Recorded data
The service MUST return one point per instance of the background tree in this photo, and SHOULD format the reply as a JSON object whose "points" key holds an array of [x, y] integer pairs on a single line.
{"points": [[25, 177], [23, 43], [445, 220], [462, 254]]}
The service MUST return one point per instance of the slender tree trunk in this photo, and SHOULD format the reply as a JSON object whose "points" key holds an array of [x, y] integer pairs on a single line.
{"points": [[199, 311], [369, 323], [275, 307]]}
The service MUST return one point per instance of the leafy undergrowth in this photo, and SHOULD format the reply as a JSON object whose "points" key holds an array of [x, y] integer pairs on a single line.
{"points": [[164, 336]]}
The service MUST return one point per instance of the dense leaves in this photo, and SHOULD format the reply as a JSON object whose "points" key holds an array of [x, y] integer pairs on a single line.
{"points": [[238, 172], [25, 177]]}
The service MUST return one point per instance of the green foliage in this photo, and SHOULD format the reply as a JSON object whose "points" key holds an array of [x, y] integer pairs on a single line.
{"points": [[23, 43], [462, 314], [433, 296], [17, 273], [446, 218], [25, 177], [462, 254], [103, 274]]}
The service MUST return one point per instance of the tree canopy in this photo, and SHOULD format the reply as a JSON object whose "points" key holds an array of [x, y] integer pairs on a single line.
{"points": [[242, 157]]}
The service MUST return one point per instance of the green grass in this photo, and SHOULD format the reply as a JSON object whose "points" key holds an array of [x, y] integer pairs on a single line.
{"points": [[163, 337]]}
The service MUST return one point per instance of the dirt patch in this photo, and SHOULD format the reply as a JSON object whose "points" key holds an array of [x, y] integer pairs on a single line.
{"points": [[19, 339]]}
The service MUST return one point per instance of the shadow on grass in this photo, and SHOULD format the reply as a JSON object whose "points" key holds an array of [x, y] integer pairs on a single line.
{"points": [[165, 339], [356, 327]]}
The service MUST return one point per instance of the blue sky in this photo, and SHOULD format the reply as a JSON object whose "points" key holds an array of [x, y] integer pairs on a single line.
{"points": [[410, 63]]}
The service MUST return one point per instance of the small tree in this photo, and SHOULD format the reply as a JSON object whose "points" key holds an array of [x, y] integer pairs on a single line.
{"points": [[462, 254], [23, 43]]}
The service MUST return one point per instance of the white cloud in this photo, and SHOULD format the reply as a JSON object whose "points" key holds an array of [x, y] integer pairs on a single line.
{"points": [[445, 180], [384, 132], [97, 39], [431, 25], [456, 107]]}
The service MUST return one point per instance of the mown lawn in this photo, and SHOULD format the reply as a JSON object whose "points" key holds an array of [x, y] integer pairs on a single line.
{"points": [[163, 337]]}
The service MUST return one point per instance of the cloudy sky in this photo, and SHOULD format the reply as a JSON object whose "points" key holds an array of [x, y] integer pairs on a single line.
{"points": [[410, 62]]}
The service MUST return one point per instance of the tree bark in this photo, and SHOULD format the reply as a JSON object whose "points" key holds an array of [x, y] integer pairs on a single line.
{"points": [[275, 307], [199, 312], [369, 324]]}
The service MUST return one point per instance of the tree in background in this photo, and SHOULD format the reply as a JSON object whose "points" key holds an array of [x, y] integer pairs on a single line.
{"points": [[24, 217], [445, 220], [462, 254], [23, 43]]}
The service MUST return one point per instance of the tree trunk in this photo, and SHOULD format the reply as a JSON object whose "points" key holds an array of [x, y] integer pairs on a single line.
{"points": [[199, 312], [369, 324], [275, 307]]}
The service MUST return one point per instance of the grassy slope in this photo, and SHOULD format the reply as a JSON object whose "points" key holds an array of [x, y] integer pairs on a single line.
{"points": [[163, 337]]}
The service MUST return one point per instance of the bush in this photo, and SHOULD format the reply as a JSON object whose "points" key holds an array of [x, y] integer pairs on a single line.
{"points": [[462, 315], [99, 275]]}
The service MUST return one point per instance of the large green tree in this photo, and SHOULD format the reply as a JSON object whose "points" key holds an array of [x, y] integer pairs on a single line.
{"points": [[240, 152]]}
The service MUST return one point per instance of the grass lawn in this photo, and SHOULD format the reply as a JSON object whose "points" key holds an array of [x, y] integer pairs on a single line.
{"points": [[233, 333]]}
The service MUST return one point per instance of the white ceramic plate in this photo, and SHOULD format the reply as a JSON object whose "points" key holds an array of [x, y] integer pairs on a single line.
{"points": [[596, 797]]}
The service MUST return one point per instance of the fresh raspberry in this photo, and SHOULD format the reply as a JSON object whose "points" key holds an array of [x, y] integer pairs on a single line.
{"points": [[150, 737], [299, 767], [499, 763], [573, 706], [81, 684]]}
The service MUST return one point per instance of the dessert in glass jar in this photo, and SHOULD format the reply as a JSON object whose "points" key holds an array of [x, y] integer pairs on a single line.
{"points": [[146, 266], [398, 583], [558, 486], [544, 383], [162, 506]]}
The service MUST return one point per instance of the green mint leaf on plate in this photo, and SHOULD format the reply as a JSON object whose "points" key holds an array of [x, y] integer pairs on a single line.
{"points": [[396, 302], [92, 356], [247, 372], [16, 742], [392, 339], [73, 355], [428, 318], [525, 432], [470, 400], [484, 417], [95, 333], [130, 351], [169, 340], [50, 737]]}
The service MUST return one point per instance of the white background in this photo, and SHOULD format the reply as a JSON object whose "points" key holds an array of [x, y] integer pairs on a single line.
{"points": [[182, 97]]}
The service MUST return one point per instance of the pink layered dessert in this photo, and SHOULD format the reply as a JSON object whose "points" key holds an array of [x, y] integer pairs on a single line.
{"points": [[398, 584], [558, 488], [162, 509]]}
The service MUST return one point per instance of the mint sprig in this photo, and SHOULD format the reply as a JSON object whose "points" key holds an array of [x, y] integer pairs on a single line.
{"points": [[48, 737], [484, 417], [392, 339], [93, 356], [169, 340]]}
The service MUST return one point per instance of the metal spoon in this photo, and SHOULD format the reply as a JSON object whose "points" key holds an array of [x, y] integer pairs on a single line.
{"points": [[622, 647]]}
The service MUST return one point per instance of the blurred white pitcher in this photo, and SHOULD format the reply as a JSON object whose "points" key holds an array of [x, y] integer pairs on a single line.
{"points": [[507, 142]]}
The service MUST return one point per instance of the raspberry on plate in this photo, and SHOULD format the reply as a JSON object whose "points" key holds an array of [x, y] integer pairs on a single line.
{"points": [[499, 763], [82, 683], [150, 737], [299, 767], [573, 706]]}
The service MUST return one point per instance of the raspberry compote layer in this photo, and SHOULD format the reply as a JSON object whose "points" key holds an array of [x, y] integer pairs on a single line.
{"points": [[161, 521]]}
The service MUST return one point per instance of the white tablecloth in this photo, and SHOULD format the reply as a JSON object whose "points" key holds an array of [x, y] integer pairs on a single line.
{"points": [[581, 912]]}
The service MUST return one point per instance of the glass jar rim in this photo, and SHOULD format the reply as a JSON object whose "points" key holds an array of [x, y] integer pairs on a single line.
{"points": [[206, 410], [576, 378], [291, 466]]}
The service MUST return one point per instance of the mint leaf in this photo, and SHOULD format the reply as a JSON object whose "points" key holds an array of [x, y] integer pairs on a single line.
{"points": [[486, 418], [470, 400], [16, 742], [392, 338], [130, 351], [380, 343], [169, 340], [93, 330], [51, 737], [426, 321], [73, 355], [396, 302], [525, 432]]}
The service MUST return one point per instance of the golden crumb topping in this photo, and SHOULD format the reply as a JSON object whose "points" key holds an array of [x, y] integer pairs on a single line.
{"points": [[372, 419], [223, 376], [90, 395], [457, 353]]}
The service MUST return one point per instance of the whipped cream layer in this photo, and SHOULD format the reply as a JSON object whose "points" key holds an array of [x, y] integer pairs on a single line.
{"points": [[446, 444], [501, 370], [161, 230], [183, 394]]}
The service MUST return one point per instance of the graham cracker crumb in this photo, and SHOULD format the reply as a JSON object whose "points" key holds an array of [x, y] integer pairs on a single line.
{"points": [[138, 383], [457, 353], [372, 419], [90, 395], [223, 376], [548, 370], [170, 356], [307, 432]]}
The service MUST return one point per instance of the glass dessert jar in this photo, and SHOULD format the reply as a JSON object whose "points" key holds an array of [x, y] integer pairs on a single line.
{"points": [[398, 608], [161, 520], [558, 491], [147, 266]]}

• Given task: Render the part of the listing that opens with the line containing "the glass dessert" and runs through the end of the listing as a Markdown table with the columns Row and Line, leaving out blank lines.

• The solution:
| Row | Line |
|---|---|
| 1 | The service MUST return one point per instance of the glass dessert jar in this photo, and SHOULD format the reply as a JSON object whose "points" key holds an array of [x, y] integer pairs on a single line. |
| 2 | {"points": [[398, 608], [161, 520], [558, 491], [147, 266]]} |